ACTIVITÉ 1:
D'après le texte sur la Covid-19 et le transport de sodium, où et en quelle année le MERS est-il apparu ?
ACTIVITÉ 2:
Résumez le texte fourni en deux phrases.

TEXTE FOURNI:
- - - -
La pandémie Covid-19 reste un grave problème de santé publique tant que l’on ne disposera pas de médicaments et/ou d’un vaccin efficaces. Peut-on expliquer pourquoi de si nombreuses personnes restent asymptomatiques mais néanmoins hautement contagieuses expliquant la rapidité avec laquelle la pandémie s’est répandue dans le monde ? Pourquoi le syndrome de détresse respiratoire aigu (SDRA) apparaît-il tardivement mais peut rapidement avoir une issue fatale ? Dans le poumon, la clairance muco-ciliaire (CMC) et la clairance alvéolaire (CA) dépendent du transport de sodium à travers la membrane plasmique des cellules épithéliales. Ce transport est médié par un canal ionique hautement sélectif pour le sodium (Epithelial Sodium Channel = ENaC), qui pourrait être un élément clé de la physiopathologie pulmonaire de l’infection à SARS-CoV-2
Plusieurs membres de la famille des Coronavirus circulent dans la population et de façon générale ne causent que des maladies bénignes des voies respiratoires: rhume et trachéo-bronchite qui guérissent rapidement. Depuis 2002, de nouveaux coronavirus sont apparus et ont causé des maladies sévères en particulier des syndromes de détresse respiratoire aiguë (SDRA; ARDS des anglo-saxons) avec un taux de mortalité élevé (10 % et plus) tant pour le SARS-CoV-1 apparu en Chine en 2002 que pour le MERS apparu au Moyen-Orient en 2012. Heureusement, ces épidémies ont pu être contenues par des mesures de santé publique simples. Ce n’est hélas pas le cas avec la pandémie de SARS-CoV-2 qui cause une maladie systémique nouvelle et qui étonne par la variété de ses présentations cliniques: bénigne chez les jeunes, grave chez les personnes âgées avec ses facteurs de risque habituels: obésité, diabète, hypertension. Si l’on arrivait à comprendre la physiopathologie de la maladie, une partie du chemin vers un traitement rationnel serait tracée. C’est la perspective de cet article, qui examine en particulier le rôle du transport trans-épithélial de sodium au cours de l’infection, du développement du SDRA et finalement de la maladie systémique souvent fatale. Notre intérêt dans ce domaine vient du fait que le transport de sodium médié par le canal épithélial à sodium (ENaC) joue un rôle-clé non seulement dans le contrôle de la balance sodique par le rein mais aussi dans le contrôle de la fine couche de liquide (quelques microns) qui recouvre l’épithélium nasal, celui des bronches et des alvéoles pulmonaires. Or l’infection par inhalation dans les voies aériennes est la plus fréquente et la plus redoutée.
- - - -
DONNÉES D'ÉTUDE:
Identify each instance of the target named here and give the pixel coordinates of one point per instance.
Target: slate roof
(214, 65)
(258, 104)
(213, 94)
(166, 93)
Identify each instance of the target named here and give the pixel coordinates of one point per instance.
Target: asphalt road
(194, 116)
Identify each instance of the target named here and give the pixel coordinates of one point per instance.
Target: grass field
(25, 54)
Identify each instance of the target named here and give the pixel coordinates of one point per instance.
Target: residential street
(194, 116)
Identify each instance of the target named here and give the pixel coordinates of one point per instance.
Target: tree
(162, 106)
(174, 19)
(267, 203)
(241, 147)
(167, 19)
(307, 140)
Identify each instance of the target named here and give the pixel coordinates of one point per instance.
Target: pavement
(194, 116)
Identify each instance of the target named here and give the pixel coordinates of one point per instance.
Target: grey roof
- - - -
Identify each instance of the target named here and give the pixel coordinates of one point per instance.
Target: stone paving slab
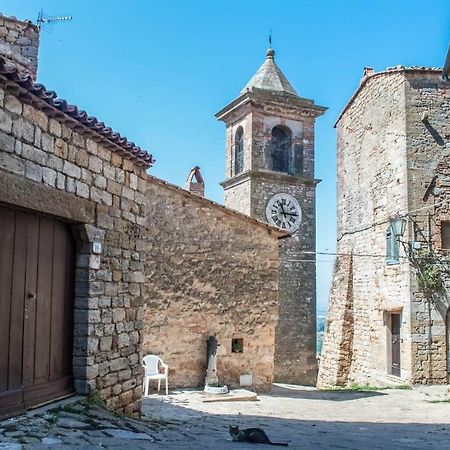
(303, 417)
- - - -
ZONE DE RÉPONSE 1:
Au Moyen-Orient, en 2012.

ZONE DE RÉPONSE 2:
Contrairement aux coronavirus courants, qui causent des maladies bénignes, et aux épidémies de SARS-CoV-1 et de MERS, contenues par des mesures simples, le SARS-CoV-2 cause une maladie systémique nouvelle, bénigne chez les jeunes et grave chez les personnes âgées. L'article examine le rôle du transport trans-épithélial de sodium par le canal ENaC, qui contrôle la fine couche de liquide recouvrant l'épithélium des voies respiratoires, au cours de l'infection, du développement du SDRA et de la maladie systémique.